= Reading text =
-- -- --
How is the Bill changing the eligibility guidelines for doctors to practice medicine?

There will be a uniform National Eligibility-cum-Entrance Test for admission to under-graduate and post-graduate super-speciality medical education in all medical institutions regulated under the Bill.  Further, the Bill introduces a common final year undergraduate examination called the National Exit Test for students graduating from medical institutions to obtain the license for practice.  This test will also serve as the basis for admission into post-graduate courses at medical institutions under this Bill.  Foreign medical practitioners may be permitted temporary registration to practice in India.

However, the Bill does not specify the validity period of this license to practice.  In other countries such as the United Kingdom and Australia, a license to practice needs to be periodically renewed.  For example, in the UK the license has to be renewed every five years, and in Australia it has to renewed annually. 

How will the issues of medical misconduct be addressed?

The State Medical Council will receive complaints relating to professional or ethical misconduct against a registered medical practitioner.  If the medical practitioner is aggrieved of a decision of the State Medical Council, he may appeal to the Ethics and Medical Registration Board.  If the medical practitioner is aggrieved of the decision of the Board, he can approach the NMC to appeal against the decision.  It is unclear why the NMC is an appellate authority with regard to matters related to professional or ethical misconduct of medical practitioners. 

It may be argued that disputes related to ethics and misconduct in medical practice may require judicial expertise.  For example, in the UK, the regulator for medical education and practice – the General Medical Council (GMC) receives complaints with regard to ethical misconduct and is required to do an initial documentary investigation in the matter and then forwards the complaint to a Tribunal.  This Tribunal is a judicial body independent of the GMC.  The adjudication decision and final disciplinary action is decided by the Tribunal.

How does the Bill regulate community health providers?

As of January 2018, the doctor to population ratio in India was 1:1655 compared to the World Health Organisation standard of 1:1000.  To fill in the gaps of availability of medical professionals, the Bill provides for the NMC to grant limited license to certain mid-level practitioners called community health providers, connected with the modern medical profession to practice medicine.  These mid-level medical practitioners may prescribe specified medicines in primary and preventive healthcare.  However, in any other cases, these practitioners may only prescribe medicine under the supervision of a registered medical practitioner.

This is similar to other countries where medical professionals other than doctors are allowed to prescribe allopathic medicine.  For example, Nurse Practitioners in the USA provide a full range of primary, acute, and specialty health care services, including ordering and performing diagnostic tests, and prescribing medications.  For this purpose, Nurse Practitioners must complete a master's or doctoral degree program, advanced clinical training, and obtain a national certification.
-- -- --
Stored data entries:
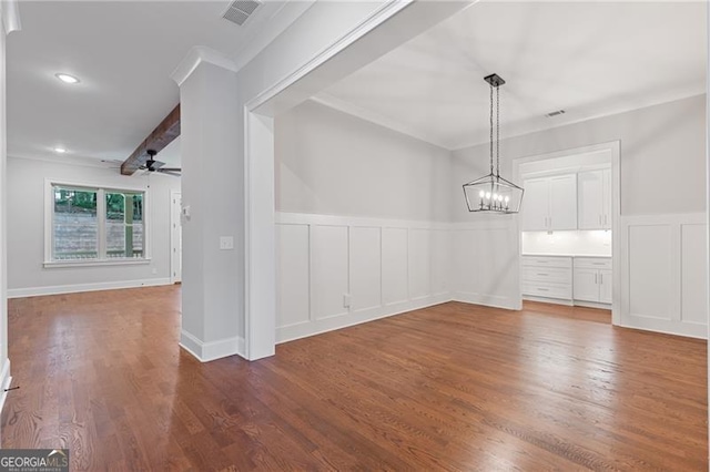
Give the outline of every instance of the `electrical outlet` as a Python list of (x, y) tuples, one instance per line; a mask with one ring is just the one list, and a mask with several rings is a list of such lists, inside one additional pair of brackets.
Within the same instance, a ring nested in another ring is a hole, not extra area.
[(220, 236), (220, 250), (234, 249), (233, 236)]

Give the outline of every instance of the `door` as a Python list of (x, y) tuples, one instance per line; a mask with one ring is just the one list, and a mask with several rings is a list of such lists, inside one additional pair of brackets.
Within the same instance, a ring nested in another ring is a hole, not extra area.
[(180, 192), (170, 194), (170, 280), (173, 284), (182, 281), (182, 195)]
[(574, 298), (580, 301), (599, 301), (597, 269), (575, 269)]
[(549, 181), (534, 178), (525, 181), (525, 197), (523, 198), (523, 230), (545, 232), (548, 229), (549, 217)]
[(611, 270), (599, 270), (599, 301), (611, 304)]
[(549, 229), (577, 229), (577, 174), (550, 178)]
[(604, 228), (604, 171), (580, 172), (577, 185), (579, 229)]

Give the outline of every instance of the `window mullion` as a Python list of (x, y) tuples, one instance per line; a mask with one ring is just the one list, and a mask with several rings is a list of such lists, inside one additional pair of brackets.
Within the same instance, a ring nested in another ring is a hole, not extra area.
[(97, 191), (97, 213), (99, 222), (99, 259), (106, 258), (106, 195), (103, 188)]

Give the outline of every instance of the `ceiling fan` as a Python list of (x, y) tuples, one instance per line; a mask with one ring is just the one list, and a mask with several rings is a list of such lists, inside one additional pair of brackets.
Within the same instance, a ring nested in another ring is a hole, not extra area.
[(180, 173), (182, 172), (181, 167), (163, 167), (165, 163), (155, 161), (154, 158), (158, 154), (158, 151), (146, 150), (145, 152), (148, 153), (149, 157), (145, 161), (145, 164), (140, 166), (139, 168), (148, 172), (160, 172), (161, 174), (174, 175), (176, 177), (180, 177)]

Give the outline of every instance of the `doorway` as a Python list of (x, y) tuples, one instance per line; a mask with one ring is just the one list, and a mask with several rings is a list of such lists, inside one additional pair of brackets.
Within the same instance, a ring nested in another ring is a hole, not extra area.
[(182, 283), (182, 194), (170, 193), (170, 281)]

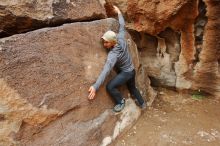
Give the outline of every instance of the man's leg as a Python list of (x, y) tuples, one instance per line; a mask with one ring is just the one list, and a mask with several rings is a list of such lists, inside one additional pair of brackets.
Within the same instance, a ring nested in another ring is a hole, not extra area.
[(139, 90), (135, 86), (135, 70), (133, 71), (131, 79), (127, 82), (127, 87), (130, 93), (137, 99), (140, 106), (144, 104), (144, 100), (139, 92)]
[(106, 86), (107, 92), (114, 98), (117, 104), (122, 102), (122, 94), (119, 92), (117, 87), (125, 84), (131, 79), (131, 72), (120, 72), (115, 78), (113, 78)]

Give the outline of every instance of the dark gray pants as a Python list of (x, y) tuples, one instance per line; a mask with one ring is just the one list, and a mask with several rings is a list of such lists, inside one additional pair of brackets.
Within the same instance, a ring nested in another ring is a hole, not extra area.
[(135, 70), (131, 72), (119, 72), (106, 86), (107, 92), (114, 98), (116, 104), (120, 104), (123, 96), (117, 89), (117, 87), (126, 84), (128, 90), (132, 96), (134, 96), (138, 103), (142, 105), (144, 100), (135, 86)]

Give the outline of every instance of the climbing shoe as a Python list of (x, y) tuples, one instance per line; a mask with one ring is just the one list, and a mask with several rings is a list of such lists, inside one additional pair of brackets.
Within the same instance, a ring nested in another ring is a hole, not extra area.
[(120, 112), (124, 109), (125, 107), (125, 99), (122, 99), (121, 103), (116, 104), (113, 108), (114, 112)]

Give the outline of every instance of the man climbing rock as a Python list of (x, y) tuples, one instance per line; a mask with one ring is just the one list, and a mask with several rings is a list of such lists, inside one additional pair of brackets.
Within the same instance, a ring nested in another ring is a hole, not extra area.
[(95, 84), (89, 88), (88, 99), (95, 98), (96, 91), (104, 82), (106, 76), (113, 67), (116, 67), (118, 74), (107, 84), (107, 92), (114, 98), (116, 105), (113, 108), (115, 112), (120, 112), (125, 107), (125, 99), (117, 87), (126, 84), (129, 92), (133, 95), (138, 105), (144, 109), (146, 104), (135, 86), (135, 70), (131, 56), (128, 51), (128, 45), (125, 39), (125, 21), (118, 7), (114, 6), (114, 11), (118, 13), (119, 33), (109, 30), (103, 36), (103, 45), (109, 50), (107, 61)]

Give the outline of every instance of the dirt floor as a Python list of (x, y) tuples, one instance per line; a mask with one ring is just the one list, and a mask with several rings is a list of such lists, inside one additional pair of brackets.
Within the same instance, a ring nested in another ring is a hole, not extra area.
[(220, 146), (220, 97), (159, 93), (111, 146)]

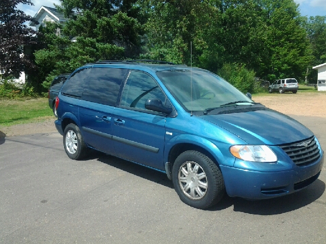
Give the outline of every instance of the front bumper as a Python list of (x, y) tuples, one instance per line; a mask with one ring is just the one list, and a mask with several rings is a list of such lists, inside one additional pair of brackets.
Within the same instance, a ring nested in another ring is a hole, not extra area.
[(308, 187), (319, 176), (323, 162), (322, 151), (322, 156), (317, 161), (308, 166), (297, 167), (297, 170), (260, 172), (220, 167), (229, 196), (264, 199), (292, 193)]

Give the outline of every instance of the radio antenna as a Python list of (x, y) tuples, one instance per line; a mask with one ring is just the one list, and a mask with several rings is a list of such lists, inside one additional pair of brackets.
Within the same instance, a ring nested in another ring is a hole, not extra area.
[(193, 42), (190, 42), (190, 116), (193, 116)]

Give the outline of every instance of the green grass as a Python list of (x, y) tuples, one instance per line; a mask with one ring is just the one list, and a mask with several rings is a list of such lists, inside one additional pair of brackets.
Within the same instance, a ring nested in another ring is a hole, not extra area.
[(0, 126), (40, 122), (54, 118), (47, 98), (0, 100)]

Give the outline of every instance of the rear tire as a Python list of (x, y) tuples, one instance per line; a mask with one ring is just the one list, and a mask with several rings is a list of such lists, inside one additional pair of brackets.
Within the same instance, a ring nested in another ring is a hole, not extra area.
-- -- --
Please reproduce the text on the medical Bill from "However, the Bill" up to and including "to renewed annually.", word for word. You won't need the records for this.

However, the Bill does not specify the validity period of this license to practice.  In other countries such as the United Kingdom and Australia, a license to practice needs to be periodically renewed.  For example, in the UK the license has to be renewed every five years, and in Australia it has to renewed annually.